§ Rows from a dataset
..............................
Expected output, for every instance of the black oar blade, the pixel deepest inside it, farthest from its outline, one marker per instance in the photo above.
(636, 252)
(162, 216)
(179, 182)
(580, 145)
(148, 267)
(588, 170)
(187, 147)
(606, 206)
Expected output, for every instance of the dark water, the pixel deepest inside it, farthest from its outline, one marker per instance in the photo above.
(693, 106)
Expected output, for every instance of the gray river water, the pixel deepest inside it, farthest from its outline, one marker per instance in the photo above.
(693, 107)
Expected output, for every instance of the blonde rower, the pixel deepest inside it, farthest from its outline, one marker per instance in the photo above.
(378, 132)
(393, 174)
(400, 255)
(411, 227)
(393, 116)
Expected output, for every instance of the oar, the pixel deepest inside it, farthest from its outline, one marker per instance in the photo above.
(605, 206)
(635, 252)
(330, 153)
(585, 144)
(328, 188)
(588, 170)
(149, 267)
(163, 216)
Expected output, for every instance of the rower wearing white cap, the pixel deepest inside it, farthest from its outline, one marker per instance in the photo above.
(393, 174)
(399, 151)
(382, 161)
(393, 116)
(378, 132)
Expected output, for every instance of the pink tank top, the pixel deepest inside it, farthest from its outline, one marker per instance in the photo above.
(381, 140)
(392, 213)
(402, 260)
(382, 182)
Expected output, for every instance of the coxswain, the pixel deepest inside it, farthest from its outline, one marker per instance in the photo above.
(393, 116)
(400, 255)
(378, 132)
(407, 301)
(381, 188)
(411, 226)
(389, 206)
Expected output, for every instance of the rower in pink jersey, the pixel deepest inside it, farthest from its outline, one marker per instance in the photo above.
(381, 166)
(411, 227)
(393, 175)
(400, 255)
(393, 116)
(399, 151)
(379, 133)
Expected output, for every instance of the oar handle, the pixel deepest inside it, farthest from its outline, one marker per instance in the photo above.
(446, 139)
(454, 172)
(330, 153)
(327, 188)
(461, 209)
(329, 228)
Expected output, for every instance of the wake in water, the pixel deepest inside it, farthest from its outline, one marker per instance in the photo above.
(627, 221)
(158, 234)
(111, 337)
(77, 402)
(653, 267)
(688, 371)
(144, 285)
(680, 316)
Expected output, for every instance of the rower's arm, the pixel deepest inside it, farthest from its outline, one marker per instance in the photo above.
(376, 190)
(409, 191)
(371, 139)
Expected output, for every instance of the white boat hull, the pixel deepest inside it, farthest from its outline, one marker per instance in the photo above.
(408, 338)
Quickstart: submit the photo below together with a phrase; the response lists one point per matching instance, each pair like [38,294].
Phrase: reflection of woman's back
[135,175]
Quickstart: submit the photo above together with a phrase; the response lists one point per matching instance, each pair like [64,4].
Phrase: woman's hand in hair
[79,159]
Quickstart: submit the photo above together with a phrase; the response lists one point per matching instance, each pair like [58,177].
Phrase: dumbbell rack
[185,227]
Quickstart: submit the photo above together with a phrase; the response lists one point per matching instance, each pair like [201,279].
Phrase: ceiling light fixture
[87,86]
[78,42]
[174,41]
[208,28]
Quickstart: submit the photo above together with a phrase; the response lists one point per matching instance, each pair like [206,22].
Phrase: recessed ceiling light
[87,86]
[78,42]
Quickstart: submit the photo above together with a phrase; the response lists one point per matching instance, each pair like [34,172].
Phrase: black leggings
..............................
The records above should all be quoted exactly, please.

§ TASK ANSWER
Expected output, for every instance of the black oar blade, the pixel deepest inside it, farthest from its outline, one marker per instance in the photo above.
(636, 252)
(162, 216)
(179, 182)
(580, 145)
(148, 267)
(588, 170)
(187, 147)
(606, 206)
Expected output, for every instance of the dark water, the pixel deepest inside it, farthest from its outline, one marker per instance in the photo above.
(693, 106)
Expected output, for every instance of the gray river water, the pixel deepest inside it, farthest from its outline, one marker per instance in the photo above.
(693, 107)
Expected output, for every instance of the blonde rower, the pixel deepest inside it, farthest from its outline, one marker per instance in the photo above.
(378, 132)
(393, 174)
(400, 255)
(411, 227)
(393, 116)
Expected output, for every instance of the oar, the pixel deepest inside it, farthest from its outline, one marker per instance in the photo above.
(605, 206)
(635, 252)
(330, 153)
(585, 144)
(328, 188)
(588, 170)
(149, 267)
(163, 216)
Expected output, for every instance of the rower wearing white cap, the pixel deepest inside it, farthest from its outline, one marker per instance in the photo above.
(393, 174)
(399, 151)
(382, 161)
(393, 116)
(378, 132)
Expected output, for every instance of the pink tank top, the pixel deepest inside it, farthest from its outline, one marker per instance in the photo above.
(381, 140)
(392, 213)
(402, 260)
(382, 182)
Expected output, for every instance of the coxswain, the pixel deepest inside it, farthest from its outline, one marker per instance in the photo above.
(393, 116)
(400, 255)
(378, 132)
(407, 301)
(381, 188)
(411, 226)
(389, 206)
Expected output, for every instance of the rower in pink jersey, the pixel deepest inside it, farthest from its outline, one marker per instance in the photo above.
(381, 166)
(411, 227)
(393, 175)
(400, 255)
(393, 116)
(399, 151)
(379, 133)
Expected output, for every instance of the oar handle, the pixel deepest inside it, farthest from its outline, one marker per instance in the photo above.
(446, 139)
(454, 172)
(330, 153)
(327, 188)
(461, 209)
(329, 228)
Expected output, for every instance of the wake in water, the pixel deepest inside it, farthest from its outline, one marker per instance in the photo above.
(627, 221)
(158, 234)
(111, 337)
(77, 402)
(653, 267)
(688, 371)
(144, 285)
(680, 316)
Expected output, for every instance of the rower's arm, the pixel deepest inside it, farthest from its outline, one marker per instance in the photo above.
(376, 190)
(409, 191)
(371, 139)
Expected output, for every instance of the white boat hull, the pixel deepest inside it, farthest from its outline, one marker per instance in the photo above.
(408, 338)
Quickstart: submit the photo below together with a phrase; the response lists one point per matching instance, each pair like [38,294].
Phrase: reflection of woman's back
[135,175]
Quickstart: submit the photo above together with a phrase; the response lists one point per matching instance, each pair like [64,4].
Phrase: woman's hand in hair
[79,159]
Quickstart: submit the photo above together with a phrase; the response lists one point per matching instance, each pair like [58,177].
Phrase: dumbbell rack
[185,227]
Quickstart: submit the photo above together with a phrase; the response lists one point per matching instance, each pair like [201,279].
Phrase: ceiling light fixture
[87,86]
[78,42]
[174,41]
[208,28]
Quickstart: submit the photo above together with a phrase; the response lists one point per matching instance, each pair like [206,22].
Phrase: recessed ceiling light
[87,86]
[78,42]
Quickstart: submit the photo above together with a phrase; the response lists one point per matching instance, each pair like [34,172].
Phrase: black leggings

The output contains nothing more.